__Excerto do documento__
- - -

Mais sustentam as apelantes que o despacho, na parte em que não admite a reconvenção, é nulo por falta de fundamentação porquanto não foi mencionado qualquer normativo do nº 2 do Artigo 266º do Código de Processo Civil ou qualquer outro fundamento legal da inadmissibilidade da reconvenção.
Apreciando.
Nos termos do Artigo 615º, nº1, alínea b), do Código de Processo Civil, é nula a sentença quando não especifique os fundamentos de facto e de direito que justificam a decisão. Trata-se de um vício formal, em sentido lato, traduzido em error in procedendo ou erro de atividade que afeta a validade da sentença.
Ensinava a este propósito ALBERTO DOS REIS, Código de Processo Civil Anotado, V Vol., p. 140, que
«Há que distinguir cuidadosamente a falta absoluta de motivação da motivação deficiente, medíocre ou errada. O que a lei considera nulidade é a falta absoluta de motivação; a insuficiência ou mediocridade da motivação é espécie diferente, afeta o valor doutrinal da sentença, sujeita-a ao risco de ser revogada ou alterada em recurso, mas não produz nulidade.
Por falta absoluta de motivação deve entender-se a ausência total de fundamentos de direito e de facto.»
Nas palavras precisas de TOMÉ GOMES, Da Sentença Cível, p. 39, «Assim, a falta de fundamentação de facto ocorre quando, na sentença, se omite ou se mostre de todo ininteligível o quadro factual em que era suposto assentar. Situação diferente é aquela em que os factos especificados são insuficientes para suportar a solução jurídica adotada, ou seja, quando a fundamentação de facto se mostra medíocre e, portanto, passível de um juízo de mérito negativo. / A falta de fundamentação de direito existe quando, não obstante a indicação do universo factual, na sentença, não se revela qualquer enquadramento jurídico ainda que implícito, de forma a deixar, no mínimo, ininteligível os fundamentos da decisão.»
Só a absoluta falta de fundamentação – e não a sua insuficiência, mediocridade, ou erroneidade – integra a previsão da alínea b) do nº1 do Artigo 615º, cabendo o putativo desacerto da decisão no campo do erro de julgamento – Acórdão do Supremo Tribunal de Justiça de 2.6.2016, Fernanda Isabel Pereira, 781/11. «O que a lei considera nulidade é a falta absoluta de motivação; a insuficiência ou mediocridade da motivação é espécie diferente, afeta o valor doutrinal e persuasivo da decisão – mas não produz nulidade.»

- - -

__Conteúdo dos dados__
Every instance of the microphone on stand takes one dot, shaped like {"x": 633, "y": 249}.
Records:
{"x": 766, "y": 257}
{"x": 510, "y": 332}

- - -

__Enunciado__
Segundo a citação de ALBERTO DOS REIS no excerto do documento, o que é que a lei considera nulidade?

__Resultado final__
A falta absoluta de motivação.